Aim of the task:
Retype the following stretch of the "Exit Jack Grey" essay below, beginning with the words "(Points.) Exit Judas." and stopping after the words "of pure reason.".

Quoted text:
────────────────────

Vladimir Nabokov

Exit Jack Grey

By Alexey Sklyarenko, 24 September, 2020

Describing Gradus’ suicide in prison, Kinbote (in VN’s novel Pale Fire, 1962, Shade’s mad commentator who imagines that he is Charles the Beloved, the last self-exiled king of Zembla) says “Exit Jack Grey:”

 

Because of these machinations I was confronted with nightmare problems in my endeavors to make people calmly see - without having them immediately scream and hustle me - the truth of the tragedy - a tragedy in which I had been not a "chance witness" but the protagonist, and the main, if only potential, victim. The hullabaloo ended by affecting the course of my new life, and necessitated my removal to this modest mountain cabin; but I did manage to obtain, soon after his detention, an interview, perhaps even two interviews, with the prisoner. He was now much more lucid than when he cowered bleeding on my porch step, and he told me all I wanted to know. By making him believe I could help him at his trial I forced him to confess his heinous crime - his deceiving the police and the nation by posing as Jack Grey, escapee from an asylum, who mistook Shade for the man who sent him there. A few days later, alas, he thwarted justice by slitting his throat with a safety razor blade salvaged from an unwatched garbage container. He died, not so much because having played his part in the story he saw no point in existing any longer, but because he could not live down this last crowning botch - killing the wrong person when the right one stood before him. In other words, his life ended not in a feeble splutter of the clockwork but in a gesture of humanoid despair. Enough of this. Exit Jack Grey. (note to Line 1000)

 

In Circe, Episode 15 of Joyce’s Ulysses (1922), Stephen Dedalus says “Exit Judas. Et laqueo se suspendit” (Judas leaves. And he hanged himself with a noose):

 

PRIVATE CARR

(With ferocious articulation.) I'll do him in, so help me fucking Christ! I'll wring the bastard fucker's bleeding blasted fucking windpipe!

OLD GUMMY GRANNY

(Thrusts a dagger towards Stephen's hand.) Remove him, acushla. At 8.35 a.m. you will be in heaven and Ireland will be free. (She prays.) O good God, take him!

BLOOM

(Runs to Lynch.) Can't you get him away?

LYNCH

He likes dialectic, the universal language. Kitty! (To Bloom.) Get him away, you. He won't listen to me.

(He drags Kitty away.)

STEPHEN

(Points.) Exit Judas. Et laqueo se suspendit.

BLOOM

(Runs to Stephen.) Come along with me now before worse happens. Here's your stick.

STEPHEN

Stick, no. Reason. This feast of pure reason.

 

John Shade is an authority on Pope. In Imitations of Horace (1734), bk. 2, Satire I, ll. 126-130, Alexander Pope says:

 

There, my retreat the best companions grace,
Chiefs out of war, and Statesmen out of place.

────────────────────

Given data:
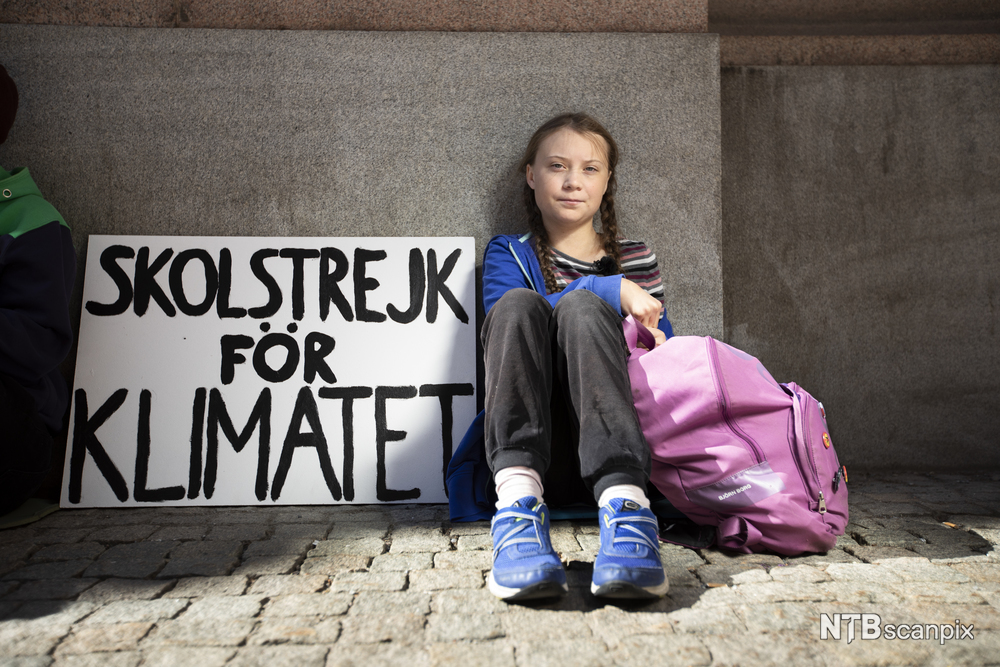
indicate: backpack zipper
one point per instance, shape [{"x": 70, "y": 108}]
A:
[{"x": 723, "y": 396}]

────────────────────

Result below:
(Points.) Exit Judas. Et laqueo se suspendit.

BLOOM

(Runs to Stephen.) Come along with me now before worse happens. Here's your stick.

STEPHEN

Stick, no. Reason. This feast of pure reason.